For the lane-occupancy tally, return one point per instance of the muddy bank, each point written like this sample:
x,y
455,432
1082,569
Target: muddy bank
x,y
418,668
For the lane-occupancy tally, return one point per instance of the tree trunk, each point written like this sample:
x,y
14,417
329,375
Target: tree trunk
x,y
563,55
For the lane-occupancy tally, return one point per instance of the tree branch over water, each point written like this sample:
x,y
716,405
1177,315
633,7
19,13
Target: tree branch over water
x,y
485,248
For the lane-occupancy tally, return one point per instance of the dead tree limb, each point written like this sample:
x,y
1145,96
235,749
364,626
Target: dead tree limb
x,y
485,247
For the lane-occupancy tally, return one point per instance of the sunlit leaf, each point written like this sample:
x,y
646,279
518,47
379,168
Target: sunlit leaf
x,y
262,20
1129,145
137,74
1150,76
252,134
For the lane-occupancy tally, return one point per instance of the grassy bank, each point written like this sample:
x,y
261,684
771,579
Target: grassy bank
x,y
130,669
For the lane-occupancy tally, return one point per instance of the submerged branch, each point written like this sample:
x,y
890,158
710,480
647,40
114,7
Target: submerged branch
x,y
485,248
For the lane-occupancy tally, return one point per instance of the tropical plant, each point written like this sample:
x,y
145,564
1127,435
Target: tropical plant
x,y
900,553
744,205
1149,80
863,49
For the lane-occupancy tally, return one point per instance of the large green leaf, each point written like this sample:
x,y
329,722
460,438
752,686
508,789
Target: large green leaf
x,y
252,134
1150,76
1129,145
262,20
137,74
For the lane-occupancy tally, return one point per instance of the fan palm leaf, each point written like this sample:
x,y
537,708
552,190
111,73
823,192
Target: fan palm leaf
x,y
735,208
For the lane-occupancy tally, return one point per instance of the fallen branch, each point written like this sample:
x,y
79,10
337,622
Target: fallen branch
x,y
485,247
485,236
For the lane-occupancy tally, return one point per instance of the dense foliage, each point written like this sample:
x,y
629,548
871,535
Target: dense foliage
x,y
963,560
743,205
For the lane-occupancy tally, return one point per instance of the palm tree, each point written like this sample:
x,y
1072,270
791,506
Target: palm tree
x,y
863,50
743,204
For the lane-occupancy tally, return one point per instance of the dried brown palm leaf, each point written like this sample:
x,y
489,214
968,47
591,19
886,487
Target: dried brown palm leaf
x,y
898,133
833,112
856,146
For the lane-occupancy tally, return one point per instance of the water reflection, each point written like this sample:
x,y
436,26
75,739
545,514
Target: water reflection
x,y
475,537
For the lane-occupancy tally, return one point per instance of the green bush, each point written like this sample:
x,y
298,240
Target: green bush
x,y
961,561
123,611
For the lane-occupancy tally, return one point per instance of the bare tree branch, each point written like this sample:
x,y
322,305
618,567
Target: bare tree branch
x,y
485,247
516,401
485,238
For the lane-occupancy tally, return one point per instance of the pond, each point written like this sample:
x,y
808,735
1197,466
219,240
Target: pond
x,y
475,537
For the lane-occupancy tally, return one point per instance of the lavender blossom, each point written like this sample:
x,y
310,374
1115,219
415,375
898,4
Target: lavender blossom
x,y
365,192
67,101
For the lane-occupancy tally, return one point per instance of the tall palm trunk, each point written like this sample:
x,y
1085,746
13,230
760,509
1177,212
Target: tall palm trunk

§

» **Work task**
Every entry above should be transcribed exactly and in full.

» **Task answer**
For the lane-occupancy tally, return one point per instance of the muddy bank, each point written like this sample:
x,y
455,432
1082,569
Target: muddy bank
x,y
418,668
For the lane-occupancy tally, return one point per instance of the tree trunk, each point written like this sample:
x,y
14,417
329,375
Target: tree trunk
x,y
563,55
For the lane-occupancy tally, return one point per instance of the tree branch over water, each point written like this sample:
x,y
716,405
1177,315
633,7
19,13
Target: tree branch over water
x,y
485,248
For the lane-occupancy tally, return one point per instance of the dead tree limb, each point written like this sample:
x,y
1145,96
235,749
364,626
Target: dead tree limb
x,y
485,247
For the lane-occupancy tally, return one point per instance of the sunlit leaf, each point written like this sample:
x,y
646,279
518,47
379,168
Target: sunlit leaf
x,y
262,20
1129,145
137,74
1150,76
252,134
For the lane-occupancy tally, return one point per instance of the grassy bank, each point written like this sample:
x,y
261,684
771,579
Target: grassy bank
x,y
130,669
For the lane-occupancy tally, return one point per instance of the submerged branch, each point written like this sample:
x,y
890,158
710,480
647,40
114,7
Target: submerged branch
x,y
485,248
For the lane-occupancy tally, return one point per instance of the tropical plant, each point written like this sample:
x,y
145,564
1127,435
Target: tropical plant
x,y
900,553
744,205
1149,80
863,49
For the lane-occupancy tally, return one point per instance of the large green leaf, each point written like this sample:
x,y
329,722
460,438
752,686
508,789
Target: large green leaf
x,y
252,134
1150,76
1129,145
262,20
137,74
For the lane-occupancy tally, return one point per instance of the fan palm leaf, each point written like this sample:
x,y
537,708
552,190
111,73
823,192
Target: fan palm leaf
x,y
735,208
For the lane-occupancy tally, return one point per instance of the fallen branch, each point written like this sample:
x,y
79,10
337,622
Target: fallen branch
x,y
485,247
485,236
For the lane-occupancy tally, return one point per instance of the dense foliage, each point written like this sample:
x,y
629,548
871,535
Target: dense foliage
x,y
963,560
743,205
For the lane-occupancy tally, return one point per instance of the palm tree, each point written like this sample:
x,y
1072,270
791,506
Target: palm tree
x,y
863,50
743,204
For the lane-occupancy tally, return one point per instance of the dried brown palm leaf, each point written like this sample:
x,y
489,214
968,47
591,19
886,487
Target: dried brown palm leaf
x,y
898,133
833,112
856,146
For the lane-occupancy tally, return one point per instance of the water reflection, each point written like this sample:
x,y
436,26
75,739
545,514
Target: water reflection
x,y
475,537
For the lane-occupancy tally, return one point per instance of the green bush, each point written like this sample:
x,y
298,240
Target: green bush
x,y
961,561
123,611
For the lane-occupancy tally, return one point per instance of the bare tree branch, each point written like this sample:
x,y
322,305
618,567
Target: bare tree branch
x,y
485,247
516,401
485,238
For the lane-occupancy tally, return one point per instance of the pond, each point written like this sample:
x,y
808,735
1197,466
219,240
Target: pond
x,y
475,537
For the lane-occupancy tally, return one point per instance of the lavender blossom, each point written like this sample:
x,y
310,374
1115,219
415,375
898,4
Target: lavender blossom
x,y
365,192
67,101
For the lane-occupancy tally, return one point per instance of the tall palm trunk, each point written like this sample:
x,y
1085,746
13,230
760,509
1177,212
Target: tall palm trunk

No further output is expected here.